* Start *

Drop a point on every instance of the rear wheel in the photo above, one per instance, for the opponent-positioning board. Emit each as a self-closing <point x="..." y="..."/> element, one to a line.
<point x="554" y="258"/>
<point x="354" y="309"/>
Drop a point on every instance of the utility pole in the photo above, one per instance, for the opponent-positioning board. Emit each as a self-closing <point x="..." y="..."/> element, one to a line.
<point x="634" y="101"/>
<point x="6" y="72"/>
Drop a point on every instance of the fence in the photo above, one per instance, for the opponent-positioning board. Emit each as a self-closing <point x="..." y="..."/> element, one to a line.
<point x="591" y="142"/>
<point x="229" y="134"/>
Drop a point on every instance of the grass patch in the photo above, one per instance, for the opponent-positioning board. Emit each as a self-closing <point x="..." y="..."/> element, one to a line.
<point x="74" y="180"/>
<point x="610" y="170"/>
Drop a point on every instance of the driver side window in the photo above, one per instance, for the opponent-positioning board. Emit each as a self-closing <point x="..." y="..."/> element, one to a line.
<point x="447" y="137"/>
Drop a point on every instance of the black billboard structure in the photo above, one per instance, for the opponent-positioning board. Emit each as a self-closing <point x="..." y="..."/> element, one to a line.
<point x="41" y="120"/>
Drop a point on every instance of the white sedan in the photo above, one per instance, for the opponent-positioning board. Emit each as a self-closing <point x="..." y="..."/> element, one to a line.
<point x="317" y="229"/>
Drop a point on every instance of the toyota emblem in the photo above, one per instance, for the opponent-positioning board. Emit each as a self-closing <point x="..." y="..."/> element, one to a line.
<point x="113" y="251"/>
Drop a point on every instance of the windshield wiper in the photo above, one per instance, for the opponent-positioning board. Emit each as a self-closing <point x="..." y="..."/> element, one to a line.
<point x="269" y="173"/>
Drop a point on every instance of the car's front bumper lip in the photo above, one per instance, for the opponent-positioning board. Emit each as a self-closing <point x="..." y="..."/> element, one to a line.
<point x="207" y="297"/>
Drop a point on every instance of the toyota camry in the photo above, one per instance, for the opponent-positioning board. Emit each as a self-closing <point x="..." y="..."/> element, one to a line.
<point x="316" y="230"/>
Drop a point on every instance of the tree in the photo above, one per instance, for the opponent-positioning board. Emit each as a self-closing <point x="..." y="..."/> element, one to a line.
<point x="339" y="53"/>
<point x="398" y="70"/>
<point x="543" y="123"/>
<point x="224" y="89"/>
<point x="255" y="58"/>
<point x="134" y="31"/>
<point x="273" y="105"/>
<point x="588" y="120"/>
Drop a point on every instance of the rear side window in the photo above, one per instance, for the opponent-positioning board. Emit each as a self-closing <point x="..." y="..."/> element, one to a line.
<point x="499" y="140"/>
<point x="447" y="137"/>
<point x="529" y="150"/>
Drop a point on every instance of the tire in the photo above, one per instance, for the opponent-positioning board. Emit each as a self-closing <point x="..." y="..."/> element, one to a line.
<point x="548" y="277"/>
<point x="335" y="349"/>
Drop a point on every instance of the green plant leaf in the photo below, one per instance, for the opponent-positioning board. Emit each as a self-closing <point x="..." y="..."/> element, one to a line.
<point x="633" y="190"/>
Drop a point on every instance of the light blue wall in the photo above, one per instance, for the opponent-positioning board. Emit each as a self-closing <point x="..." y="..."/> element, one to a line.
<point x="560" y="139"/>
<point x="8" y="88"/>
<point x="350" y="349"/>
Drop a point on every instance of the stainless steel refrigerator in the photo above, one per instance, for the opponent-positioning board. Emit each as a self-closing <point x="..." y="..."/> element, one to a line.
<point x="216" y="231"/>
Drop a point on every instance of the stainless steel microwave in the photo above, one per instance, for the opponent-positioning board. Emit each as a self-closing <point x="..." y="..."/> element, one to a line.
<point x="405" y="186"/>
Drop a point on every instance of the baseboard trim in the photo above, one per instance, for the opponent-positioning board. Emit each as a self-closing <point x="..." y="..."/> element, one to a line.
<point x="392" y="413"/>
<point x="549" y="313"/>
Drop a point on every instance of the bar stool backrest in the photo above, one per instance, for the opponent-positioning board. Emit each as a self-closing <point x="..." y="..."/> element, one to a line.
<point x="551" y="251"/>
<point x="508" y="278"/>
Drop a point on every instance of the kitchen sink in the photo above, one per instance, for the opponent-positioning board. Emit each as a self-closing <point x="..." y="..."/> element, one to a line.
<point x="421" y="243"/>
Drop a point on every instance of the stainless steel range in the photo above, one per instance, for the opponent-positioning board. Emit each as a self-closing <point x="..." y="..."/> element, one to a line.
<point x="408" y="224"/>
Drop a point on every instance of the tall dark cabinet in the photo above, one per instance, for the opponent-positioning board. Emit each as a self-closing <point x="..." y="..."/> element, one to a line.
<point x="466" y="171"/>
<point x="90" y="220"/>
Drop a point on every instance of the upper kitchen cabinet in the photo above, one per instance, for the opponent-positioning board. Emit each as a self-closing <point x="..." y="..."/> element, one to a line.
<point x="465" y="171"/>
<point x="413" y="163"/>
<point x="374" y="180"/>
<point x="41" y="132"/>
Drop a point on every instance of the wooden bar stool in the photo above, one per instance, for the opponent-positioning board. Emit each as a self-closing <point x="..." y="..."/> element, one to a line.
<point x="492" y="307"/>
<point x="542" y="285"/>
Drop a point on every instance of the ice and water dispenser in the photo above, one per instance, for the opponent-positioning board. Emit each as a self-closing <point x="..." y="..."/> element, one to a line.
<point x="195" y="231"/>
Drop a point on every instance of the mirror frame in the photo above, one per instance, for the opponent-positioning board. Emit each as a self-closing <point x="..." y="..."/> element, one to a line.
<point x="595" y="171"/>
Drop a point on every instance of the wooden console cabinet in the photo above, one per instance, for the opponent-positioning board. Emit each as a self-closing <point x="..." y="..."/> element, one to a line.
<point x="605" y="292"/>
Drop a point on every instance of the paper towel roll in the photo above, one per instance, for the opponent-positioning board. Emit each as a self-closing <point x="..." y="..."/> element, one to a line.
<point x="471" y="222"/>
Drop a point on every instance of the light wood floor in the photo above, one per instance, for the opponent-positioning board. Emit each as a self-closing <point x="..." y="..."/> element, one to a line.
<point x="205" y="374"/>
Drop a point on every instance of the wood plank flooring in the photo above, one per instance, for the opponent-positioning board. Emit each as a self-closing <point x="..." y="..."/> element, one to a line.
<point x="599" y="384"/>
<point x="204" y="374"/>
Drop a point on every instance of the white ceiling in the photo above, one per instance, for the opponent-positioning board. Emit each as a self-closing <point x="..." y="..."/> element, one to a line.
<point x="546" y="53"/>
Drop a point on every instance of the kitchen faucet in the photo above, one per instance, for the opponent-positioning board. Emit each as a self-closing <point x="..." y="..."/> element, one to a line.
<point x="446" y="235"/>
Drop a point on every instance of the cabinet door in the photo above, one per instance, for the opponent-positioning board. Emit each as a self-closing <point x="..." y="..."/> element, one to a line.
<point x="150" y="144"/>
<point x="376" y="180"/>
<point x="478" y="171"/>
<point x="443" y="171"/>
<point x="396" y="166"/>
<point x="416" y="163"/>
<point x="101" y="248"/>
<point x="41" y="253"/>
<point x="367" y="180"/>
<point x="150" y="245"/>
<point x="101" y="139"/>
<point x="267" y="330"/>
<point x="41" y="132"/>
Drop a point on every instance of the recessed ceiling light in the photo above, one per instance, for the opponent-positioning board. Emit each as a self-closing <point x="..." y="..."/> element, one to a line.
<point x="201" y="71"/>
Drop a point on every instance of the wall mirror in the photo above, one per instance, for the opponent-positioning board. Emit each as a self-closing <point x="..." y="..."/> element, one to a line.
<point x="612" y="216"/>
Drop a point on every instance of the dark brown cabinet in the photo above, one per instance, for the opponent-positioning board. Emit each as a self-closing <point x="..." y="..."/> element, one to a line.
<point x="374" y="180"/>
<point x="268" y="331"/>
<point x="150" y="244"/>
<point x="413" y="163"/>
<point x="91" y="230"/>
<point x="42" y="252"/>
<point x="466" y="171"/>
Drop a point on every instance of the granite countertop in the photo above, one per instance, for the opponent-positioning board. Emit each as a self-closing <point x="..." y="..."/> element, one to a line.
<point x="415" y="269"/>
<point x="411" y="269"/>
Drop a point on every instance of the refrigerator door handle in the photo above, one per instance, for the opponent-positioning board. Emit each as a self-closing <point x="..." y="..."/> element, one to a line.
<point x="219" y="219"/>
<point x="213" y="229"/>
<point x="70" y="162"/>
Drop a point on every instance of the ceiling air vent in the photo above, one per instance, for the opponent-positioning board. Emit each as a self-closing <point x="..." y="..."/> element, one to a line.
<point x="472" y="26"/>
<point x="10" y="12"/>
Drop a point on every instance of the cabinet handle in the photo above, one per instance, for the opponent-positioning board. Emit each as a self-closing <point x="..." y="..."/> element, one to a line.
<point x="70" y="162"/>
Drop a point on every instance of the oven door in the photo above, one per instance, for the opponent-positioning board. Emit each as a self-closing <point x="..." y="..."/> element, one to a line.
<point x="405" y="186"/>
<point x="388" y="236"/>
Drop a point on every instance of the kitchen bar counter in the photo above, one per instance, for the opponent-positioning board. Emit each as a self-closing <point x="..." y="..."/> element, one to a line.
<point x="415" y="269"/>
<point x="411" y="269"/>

* End *
* Start *

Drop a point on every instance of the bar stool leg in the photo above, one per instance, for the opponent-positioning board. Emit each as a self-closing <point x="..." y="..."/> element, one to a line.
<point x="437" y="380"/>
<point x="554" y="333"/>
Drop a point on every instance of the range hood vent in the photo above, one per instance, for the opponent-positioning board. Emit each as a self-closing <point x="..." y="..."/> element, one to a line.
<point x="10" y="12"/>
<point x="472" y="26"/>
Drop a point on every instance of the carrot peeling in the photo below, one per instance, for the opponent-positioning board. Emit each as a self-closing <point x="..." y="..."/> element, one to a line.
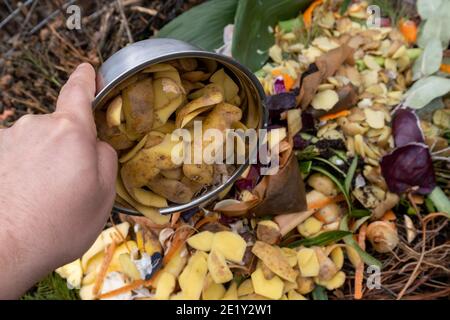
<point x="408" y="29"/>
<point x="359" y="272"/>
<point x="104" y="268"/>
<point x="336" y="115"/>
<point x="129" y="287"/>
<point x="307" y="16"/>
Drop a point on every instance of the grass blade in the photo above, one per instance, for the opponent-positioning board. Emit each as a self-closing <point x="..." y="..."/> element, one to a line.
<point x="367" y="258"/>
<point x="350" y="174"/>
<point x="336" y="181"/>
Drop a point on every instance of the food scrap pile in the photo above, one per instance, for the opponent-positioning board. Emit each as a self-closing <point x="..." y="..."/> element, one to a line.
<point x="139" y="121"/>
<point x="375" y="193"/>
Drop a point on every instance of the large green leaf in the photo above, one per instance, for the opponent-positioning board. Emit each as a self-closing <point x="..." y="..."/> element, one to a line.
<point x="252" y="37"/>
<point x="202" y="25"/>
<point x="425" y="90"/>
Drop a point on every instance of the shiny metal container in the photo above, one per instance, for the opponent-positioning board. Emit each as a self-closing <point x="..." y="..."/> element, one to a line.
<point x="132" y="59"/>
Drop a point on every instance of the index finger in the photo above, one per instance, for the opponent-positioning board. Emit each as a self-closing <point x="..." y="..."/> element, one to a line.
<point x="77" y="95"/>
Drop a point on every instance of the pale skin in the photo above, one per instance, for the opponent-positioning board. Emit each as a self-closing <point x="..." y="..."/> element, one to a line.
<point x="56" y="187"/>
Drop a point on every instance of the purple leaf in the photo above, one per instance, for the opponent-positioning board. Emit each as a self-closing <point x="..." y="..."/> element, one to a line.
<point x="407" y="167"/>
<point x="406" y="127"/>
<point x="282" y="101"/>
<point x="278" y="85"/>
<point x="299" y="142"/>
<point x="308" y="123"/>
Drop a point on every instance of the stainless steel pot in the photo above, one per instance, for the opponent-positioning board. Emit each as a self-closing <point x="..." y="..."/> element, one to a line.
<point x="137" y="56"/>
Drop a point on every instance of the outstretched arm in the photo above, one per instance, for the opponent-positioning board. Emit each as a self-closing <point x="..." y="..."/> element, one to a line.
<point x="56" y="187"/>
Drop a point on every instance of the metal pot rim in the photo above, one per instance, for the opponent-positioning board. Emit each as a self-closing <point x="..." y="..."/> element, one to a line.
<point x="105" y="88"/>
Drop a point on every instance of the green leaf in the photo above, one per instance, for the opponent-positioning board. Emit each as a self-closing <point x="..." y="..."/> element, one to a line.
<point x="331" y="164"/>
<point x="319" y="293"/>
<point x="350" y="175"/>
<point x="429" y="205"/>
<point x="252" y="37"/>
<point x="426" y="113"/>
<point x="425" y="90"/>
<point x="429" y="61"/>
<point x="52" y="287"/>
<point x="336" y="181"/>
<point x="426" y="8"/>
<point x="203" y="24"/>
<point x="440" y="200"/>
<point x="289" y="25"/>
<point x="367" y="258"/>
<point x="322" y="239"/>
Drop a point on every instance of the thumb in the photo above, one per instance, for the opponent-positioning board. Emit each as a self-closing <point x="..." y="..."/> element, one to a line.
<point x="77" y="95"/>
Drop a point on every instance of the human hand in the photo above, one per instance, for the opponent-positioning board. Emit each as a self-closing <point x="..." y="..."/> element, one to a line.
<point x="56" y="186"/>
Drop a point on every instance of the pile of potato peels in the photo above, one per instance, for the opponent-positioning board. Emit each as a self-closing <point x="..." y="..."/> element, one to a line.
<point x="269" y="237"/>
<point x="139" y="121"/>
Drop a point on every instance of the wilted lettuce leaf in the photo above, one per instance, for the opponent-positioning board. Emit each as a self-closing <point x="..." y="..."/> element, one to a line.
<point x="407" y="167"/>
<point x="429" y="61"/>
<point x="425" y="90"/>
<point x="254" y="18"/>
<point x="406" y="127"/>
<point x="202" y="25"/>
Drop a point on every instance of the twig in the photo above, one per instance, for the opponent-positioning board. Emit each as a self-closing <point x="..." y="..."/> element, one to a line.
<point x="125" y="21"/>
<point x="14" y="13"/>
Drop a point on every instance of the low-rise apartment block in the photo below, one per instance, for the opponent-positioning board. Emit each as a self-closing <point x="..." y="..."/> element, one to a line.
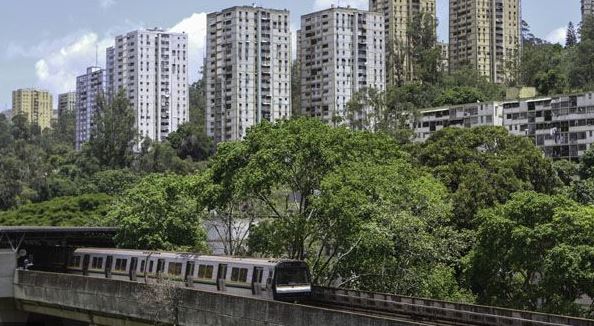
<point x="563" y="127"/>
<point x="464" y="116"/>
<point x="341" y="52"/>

* End *

_Given problem:_ Report every line of the listing that contains the word "leaf", copying each line in full.

_The reply:_
Drop a point on every instance of the green plant leaf in the photo below, one per instance, for the opponent-positioning board. Emit each as a self-closing <point x="..." y="..."/> element, one to a line.
Drop a point on every instance of the large green leaf in the photo above, one per instance, for the opponent-positioning board. Emit each as a self-closing <point x="..." y="..."/> element, one to a line.
Drop a point on every instance of the purple leaf in the photo above, one per instance, for the opponent-positioning board. Emit each as a self-closing <point x="..." y="..."/> element, one to a line.
Drop a point on every instance of the green leaf in the photo above, one per instance, for the opponent-positioning board. Emit each as a self-closing <point x="..." y="..."/> element, one to a line.
Drop a point on every instance of the wilted lettuce leaf in the photo above, one per instance, for the opponent-positioning board. Emit each as a self-closing <point x="..." y="..."/> element, one to a line.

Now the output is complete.